Excerpt to read:
The task of making the digital infrastructure of the Indian judicial system more accessible to persons with disabilities has been a core component of the work of the e-Committee, Supreme Court of India, in the last few months. A significant milestone that the e-Committee’s efforts towards this objective have yielded has been to ensure that all High Court websites now have captchas which are accessible to Persons with Disabilities (PwDs).

These captchas serve as entry points to access several essential facets of a court website, such as judgments/orders, cause-lists and checking the status of cases. Many High Court websites were hitherto exclusively using visual captchas inaccessible to the visually challenged, making it impossible for them to access such content independently. In coordination with all High Courts, the e-Committee has now ensured that visual captchas are accompanied by text/ audio captchas making the website content accessible to the visually challenged.

In a letter dated 16th December 2020, the  Chairperson of the e-Committee, Dr Justice D.Y. Chandrachud, exhorted all High Courts to make their digital infrastructure accessible to persons with disabilities in conformity with the constitutional and statutory entitlements of the disabled. The letter contained a series of structural interventions for all High Courts to undertake in this regard.

Pursuant to this letter, the e-Committee formulated an action plan to ensure the accessibility of the digital interface of all High Courts’ websites in Phase 1 of this project. Six parameters were devised to determine if the website of a given High Court was accessible. These were: Access to judgments; Access to cause-lists; Access to case status; Contrast/ colour theme; text size [A+AA]; and screen reader access.

Provided material:
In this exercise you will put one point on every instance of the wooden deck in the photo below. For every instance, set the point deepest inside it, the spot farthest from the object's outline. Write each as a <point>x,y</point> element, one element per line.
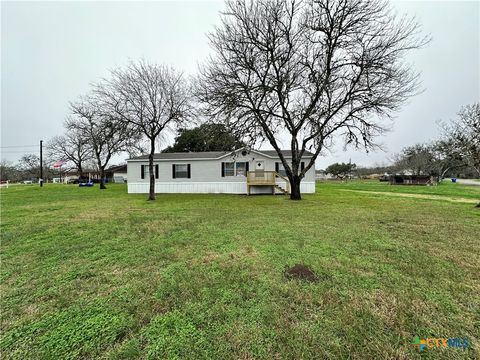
<point>267,178</point>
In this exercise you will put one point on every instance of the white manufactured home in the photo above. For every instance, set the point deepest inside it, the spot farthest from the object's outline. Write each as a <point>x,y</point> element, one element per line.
<point>239,172</point>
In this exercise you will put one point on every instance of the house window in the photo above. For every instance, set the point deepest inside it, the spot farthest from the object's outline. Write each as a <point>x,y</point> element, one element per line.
<point>241,169</point>
<point>229,169</point>
<point>181,171</point>
<point>280,169</point>
<point>145,171</point>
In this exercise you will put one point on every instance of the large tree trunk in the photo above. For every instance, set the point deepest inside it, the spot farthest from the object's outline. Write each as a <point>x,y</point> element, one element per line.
<point>102,178</point>
<point>151,194</point>
<point>295,188</point>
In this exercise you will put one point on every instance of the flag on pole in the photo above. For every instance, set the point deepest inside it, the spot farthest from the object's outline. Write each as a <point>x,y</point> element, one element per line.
<point>58,164</point>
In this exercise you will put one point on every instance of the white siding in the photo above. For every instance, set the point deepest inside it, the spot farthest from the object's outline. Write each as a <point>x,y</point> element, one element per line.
<point>206,176</point>
<point>210,188</point>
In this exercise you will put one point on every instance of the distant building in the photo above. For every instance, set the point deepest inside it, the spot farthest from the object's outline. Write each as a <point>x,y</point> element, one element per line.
<point>411,180</point>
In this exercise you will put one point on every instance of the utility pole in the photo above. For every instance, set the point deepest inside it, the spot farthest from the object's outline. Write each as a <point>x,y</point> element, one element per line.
<point>41,163</point>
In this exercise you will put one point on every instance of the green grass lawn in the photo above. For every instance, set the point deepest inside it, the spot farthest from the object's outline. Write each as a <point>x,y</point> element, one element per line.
<point>102,274</point>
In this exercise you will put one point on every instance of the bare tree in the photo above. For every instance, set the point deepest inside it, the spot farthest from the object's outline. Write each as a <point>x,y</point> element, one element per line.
<point>71,147</point>
<point>463,136</point>
<point>104,134</point>
<point>311,70</point>
<point>151,98</point>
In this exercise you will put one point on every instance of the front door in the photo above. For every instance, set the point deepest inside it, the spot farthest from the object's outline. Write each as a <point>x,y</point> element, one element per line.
<point>259,165</point>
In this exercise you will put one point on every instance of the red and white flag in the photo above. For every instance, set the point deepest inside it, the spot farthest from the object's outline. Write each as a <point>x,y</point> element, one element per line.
<point>58,164</point>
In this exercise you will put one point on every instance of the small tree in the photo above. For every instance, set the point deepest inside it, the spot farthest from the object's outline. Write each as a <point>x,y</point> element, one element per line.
<point>72,147</point>
<point>150,98</point>
<point>463,136</point>
<point>104,134</point>
<point>311,70</point>
<point>206,137</point>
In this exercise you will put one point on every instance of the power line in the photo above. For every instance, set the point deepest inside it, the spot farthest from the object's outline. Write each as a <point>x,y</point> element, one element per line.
<point>16,146</point>
<point>19,151</point>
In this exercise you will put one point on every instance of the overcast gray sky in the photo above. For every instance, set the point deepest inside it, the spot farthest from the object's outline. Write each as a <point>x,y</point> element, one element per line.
<point>51,51</point>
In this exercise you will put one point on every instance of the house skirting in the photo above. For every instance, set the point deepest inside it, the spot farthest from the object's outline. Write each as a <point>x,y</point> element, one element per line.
<point>190,187</point>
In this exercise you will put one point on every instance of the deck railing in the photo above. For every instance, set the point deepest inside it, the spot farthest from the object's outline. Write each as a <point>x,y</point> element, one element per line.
<point>266,178</point>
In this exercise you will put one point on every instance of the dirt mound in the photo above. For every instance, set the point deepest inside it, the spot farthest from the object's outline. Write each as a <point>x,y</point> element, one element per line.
<point>300,272</point>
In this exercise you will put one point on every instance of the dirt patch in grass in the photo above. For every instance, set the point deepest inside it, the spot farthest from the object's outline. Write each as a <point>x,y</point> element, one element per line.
<point>300,272</point>
<point>417,196</point>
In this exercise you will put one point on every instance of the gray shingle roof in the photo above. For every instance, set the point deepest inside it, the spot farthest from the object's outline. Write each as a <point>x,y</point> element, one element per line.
<point>209,155</point>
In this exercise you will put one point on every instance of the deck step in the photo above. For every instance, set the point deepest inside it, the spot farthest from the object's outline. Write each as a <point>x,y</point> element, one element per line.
<point>282,190</point>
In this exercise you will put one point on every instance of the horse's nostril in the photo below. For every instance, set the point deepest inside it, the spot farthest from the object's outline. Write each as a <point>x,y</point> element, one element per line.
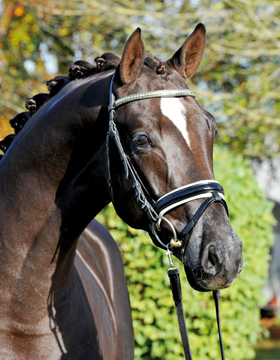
<point>212,257</point>
<point>210,260</point>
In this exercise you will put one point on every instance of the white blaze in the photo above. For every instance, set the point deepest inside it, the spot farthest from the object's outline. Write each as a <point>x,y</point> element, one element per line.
<point>174,110</point>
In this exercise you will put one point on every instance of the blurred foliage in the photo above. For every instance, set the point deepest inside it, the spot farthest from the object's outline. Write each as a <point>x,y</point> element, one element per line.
<point>237,81</point>
<point>154,317</point>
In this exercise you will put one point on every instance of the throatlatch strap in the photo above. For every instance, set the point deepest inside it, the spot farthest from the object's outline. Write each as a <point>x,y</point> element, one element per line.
<point>177,297</point>
<point>216,295</point>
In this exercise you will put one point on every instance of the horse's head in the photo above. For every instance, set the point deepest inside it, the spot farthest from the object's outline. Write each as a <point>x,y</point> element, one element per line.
<point>169,143</point>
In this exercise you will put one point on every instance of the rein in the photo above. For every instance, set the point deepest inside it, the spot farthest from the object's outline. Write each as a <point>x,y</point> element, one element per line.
<point>155,210</point>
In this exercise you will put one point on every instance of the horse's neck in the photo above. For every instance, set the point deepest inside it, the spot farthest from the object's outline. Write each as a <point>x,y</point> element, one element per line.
<point>45,192</point>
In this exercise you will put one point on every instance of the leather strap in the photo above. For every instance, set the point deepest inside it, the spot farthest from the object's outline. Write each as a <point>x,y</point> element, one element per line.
<point>216,296</point>
<point>177,297</point>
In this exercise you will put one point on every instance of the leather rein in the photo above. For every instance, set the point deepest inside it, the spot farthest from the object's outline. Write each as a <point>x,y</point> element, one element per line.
<point>210,190</point>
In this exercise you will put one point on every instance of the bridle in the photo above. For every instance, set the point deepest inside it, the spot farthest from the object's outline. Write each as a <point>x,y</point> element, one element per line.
<point>210,190</point>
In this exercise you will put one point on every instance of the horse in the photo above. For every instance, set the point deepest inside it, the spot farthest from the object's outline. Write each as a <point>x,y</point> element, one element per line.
<point>156,159</point>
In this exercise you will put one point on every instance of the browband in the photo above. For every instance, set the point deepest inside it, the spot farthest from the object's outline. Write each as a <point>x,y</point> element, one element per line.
<point>150,94</point>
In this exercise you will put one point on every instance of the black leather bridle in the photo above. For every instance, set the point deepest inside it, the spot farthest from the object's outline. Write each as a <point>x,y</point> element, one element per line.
<point>210,190</point>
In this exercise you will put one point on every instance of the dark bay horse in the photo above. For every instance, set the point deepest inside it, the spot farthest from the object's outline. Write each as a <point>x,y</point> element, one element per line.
<point>54,182</point>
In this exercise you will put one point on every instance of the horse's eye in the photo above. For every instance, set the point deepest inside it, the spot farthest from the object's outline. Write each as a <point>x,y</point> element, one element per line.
<point>142,140</point>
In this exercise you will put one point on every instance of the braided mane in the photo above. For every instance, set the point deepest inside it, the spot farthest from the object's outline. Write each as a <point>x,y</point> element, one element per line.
<point>80,69</point>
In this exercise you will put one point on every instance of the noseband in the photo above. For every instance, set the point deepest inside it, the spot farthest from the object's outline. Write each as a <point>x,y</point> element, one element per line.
<point>210,190</point>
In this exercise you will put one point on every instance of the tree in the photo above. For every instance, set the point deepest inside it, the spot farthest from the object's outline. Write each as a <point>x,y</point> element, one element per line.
<point>237,81</point>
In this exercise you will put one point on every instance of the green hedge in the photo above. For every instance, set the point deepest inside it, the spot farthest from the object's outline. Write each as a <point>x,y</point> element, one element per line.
<point>154,317</point>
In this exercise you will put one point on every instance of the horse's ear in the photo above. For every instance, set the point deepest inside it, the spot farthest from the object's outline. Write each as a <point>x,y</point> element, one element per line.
<point>132,58</point>
<point>187,59</point>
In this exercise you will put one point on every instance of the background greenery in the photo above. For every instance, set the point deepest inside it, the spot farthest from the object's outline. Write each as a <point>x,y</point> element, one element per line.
<point>237,82</point>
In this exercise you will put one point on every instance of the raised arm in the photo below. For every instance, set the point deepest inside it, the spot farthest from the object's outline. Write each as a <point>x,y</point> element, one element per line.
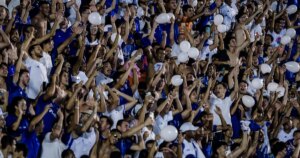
<point>56,130</point>
<point>131,100</point>
<point>39,117</point>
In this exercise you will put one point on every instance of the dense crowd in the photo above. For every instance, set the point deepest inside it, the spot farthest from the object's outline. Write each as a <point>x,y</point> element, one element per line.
<point>149,78</point>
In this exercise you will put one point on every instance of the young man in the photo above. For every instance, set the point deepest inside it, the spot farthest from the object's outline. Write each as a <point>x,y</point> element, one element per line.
<point>188,147</point>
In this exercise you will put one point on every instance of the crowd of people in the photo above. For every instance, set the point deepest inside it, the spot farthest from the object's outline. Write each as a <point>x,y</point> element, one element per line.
<point>70,88</point>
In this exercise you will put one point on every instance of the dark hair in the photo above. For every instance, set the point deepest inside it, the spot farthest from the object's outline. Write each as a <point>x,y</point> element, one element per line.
<point>43,2</point>
<point>11,108</point>
<point>186,7</point>
<point>6,141</point>
<point>22,71</point>
<point>227,38</point>
<point>276,148</point>
<point>115,154</point>
<point>108,120</point>
<point>119,123</point>
<point>22,148</point>
<point>217,144</point>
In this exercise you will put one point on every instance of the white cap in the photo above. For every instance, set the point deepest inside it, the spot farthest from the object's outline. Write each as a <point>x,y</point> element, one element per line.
<point>188,126</point>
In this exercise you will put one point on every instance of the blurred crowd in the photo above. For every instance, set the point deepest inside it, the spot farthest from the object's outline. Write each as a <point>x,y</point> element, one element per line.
<point>109,79</point>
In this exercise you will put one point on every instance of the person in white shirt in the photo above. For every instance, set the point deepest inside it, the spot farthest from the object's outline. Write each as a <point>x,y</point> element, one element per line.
<point>46,59</point>
<point>164,112</point>
<point>7,147</point>
<point>117,113</point>
<point>228,12</point>
<point>189,146</point>
<point>287,131</point>
<point>219,99</point>
<point>38,72</point>
<point>52,146</point>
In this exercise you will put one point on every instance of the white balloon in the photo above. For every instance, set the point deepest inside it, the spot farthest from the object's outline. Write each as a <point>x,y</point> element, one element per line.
<point>95,18</point>
<point>272,86</point>
<point>169,133</point>
<point>248,101</point>
<point>222,28</point>
<point>195,2</point>
<point>285,40</point>
<point>257,83</point>
<point>281,91</point>
<point>113,37</point>
<point>193,53</point>
<point>292,66</point>
<point>265,68</point>
<point>185,46</point>
<point>291,9</point>
<point>176,80</point>
<point>183,57</point>
<point>162,18</point>
<point>291,32</point>
<point>218,19</point>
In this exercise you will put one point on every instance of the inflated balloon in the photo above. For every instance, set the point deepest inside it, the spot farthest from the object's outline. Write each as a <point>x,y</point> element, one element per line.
<point>272,86</point>
<point>169,133</point>
<point>248,101</point>
<point>185,46</point>
<point>195,2</point>
<point>291,32</point>
<point>218,19</point>
<point>183,57</point>
<point>292,66</point>
<point>222,28</point>
<point>113,37</point>
<point>162,18</point>
<point>285,40</point>
<point>95,18</point>
<point>291,9</point>
<point>281,91</point>
<point>257,83</point>
<point>176,80</point>
<point>193,53</point>
<point>265,68</point>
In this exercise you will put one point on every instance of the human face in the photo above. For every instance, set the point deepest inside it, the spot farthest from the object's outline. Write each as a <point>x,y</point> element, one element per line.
<point>243,87</point>
<point>45,9</point>
<point>2,121</point>
<point>93,29</point>
<point>193,96</point>
<point>221,151</point>
<point>64,24</point>
<point>25,79</point>
<point>49,46</point>
<point>124,127</point>
<point>22,105</point>
<point>104,125</point>
<point>220,91</point>
<point>114,137</point>
<point>3,13</point>
<point>15,36</point>
<point>243,19</point>
<point>65,79</point>
<point>3,71</point>
<point>190,12</point>
<point>107,69</point>
<point>161,54</point>
<point>38,51</point>
<point>172,4</point>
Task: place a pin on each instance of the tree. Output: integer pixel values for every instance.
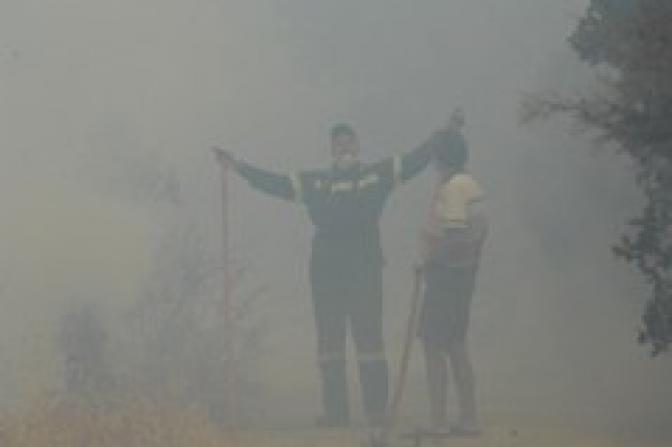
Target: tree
(629, 43)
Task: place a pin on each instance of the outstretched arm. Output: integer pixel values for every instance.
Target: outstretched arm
(412, 163)
(282, 186)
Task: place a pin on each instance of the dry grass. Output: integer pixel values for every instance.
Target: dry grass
(131, 423)
(138, 422)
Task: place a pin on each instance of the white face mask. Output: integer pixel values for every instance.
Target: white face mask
(346, 160)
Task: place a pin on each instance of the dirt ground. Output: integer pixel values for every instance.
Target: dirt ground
(492, 437)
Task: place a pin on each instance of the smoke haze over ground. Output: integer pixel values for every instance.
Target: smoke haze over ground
(107, 113)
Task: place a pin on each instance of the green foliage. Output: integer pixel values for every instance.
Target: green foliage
(631, 42)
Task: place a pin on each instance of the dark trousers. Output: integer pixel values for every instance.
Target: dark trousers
(342, 294)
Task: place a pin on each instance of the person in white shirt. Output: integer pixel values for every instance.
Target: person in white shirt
(451, 245)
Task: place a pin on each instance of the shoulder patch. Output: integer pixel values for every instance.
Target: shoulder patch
(342, 186)
(370, 179)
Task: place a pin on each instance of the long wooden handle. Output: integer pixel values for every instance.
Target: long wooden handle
(411, 325)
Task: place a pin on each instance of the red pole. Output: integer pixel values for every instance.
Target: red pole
(229, 330)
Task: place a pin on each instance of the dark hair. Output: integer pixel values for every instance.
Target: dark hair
(450, 149)
(342, 129)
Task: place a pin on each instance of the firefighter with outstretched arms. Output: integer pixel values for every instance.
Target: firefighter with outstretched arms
(344, 202)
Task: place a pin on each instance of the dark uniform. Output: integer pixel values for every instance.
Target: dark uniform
(346, 262)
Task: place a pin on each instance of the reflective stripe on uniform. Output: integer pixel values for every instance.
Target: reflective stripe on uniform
(396, 169)
(375, 356)
(296, 186)
(327, 357)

Stated exercise:
Write what follows the last sentence of the text on the accessibility of High Court websites, picking up where it stops.

Task answer:
The e-Committee conducted a series of sessions for the Central Project Coordinators of all High Courts and their technical teams to create awareness and impart training on ensuring accessibility of the digital interface of all High Courts’ websites and generating accessible PDFs. The websites of the High Courts now comply with the above parameters except for a few websites which are in the process of providing screen reader access. The status of the compliance of the High Courts with these parameters- Annexure A.

The e-Committee is also in the process of creating a Standard Operating Procedure (SOP) for generating accessible court documents and will serve as a user guide to its stakeholders. This will also address the issues of watermarks, entering content by hand, improper placement of stamps and inaccessible pagination of files. In this regard, the Chairperson of the e-Committee, Dr Justice D Y Chandrachud, has addressed a letter dated 25.06.2021 to the Chief Justices of all the High Courts for their input and suggestions on creating the said SOP.

Another significant initiative undertaken by the e-Committee in collaboration with NIC is creating a judgment search portal (  ) accessible to persons with disabilities.  The portal contains judgements and final orders passed by all High Courts. The portal uses a free text search engine. In addition, the portal provides the facility of using an audio captcha, along with a text captcha. It also uses accessible combo boxes, making it easier for the visually disabled to navigate the website.

The website of the e-Committee ( and the e-Courts website ( are also accessible to persons with disabilities. The eCommittee webpage is created on the S3WAAS platform, which complies with the standards for making websites accessible for the disabled.

The e-Committee’s training programmes for Lawyers also sensitise Advocates to adopt accessible filing practices.

These measures, cumulatively viewed, have significantly furthered access to justice for the disabled and served as a powerful affirmation of their dignity allowing them to participate in our justice system on equal terms. For legal professionals with disabilities, these measures have been a significant step in enabling them to participate in the profession on the same footing as their able-bodied counterparts. These initiatives of the e-Committee have helped transform our courts from sites of exclusion to bastions of inclusion for the disabled, and it is a way forward in creating an accessible and inclusive legal system.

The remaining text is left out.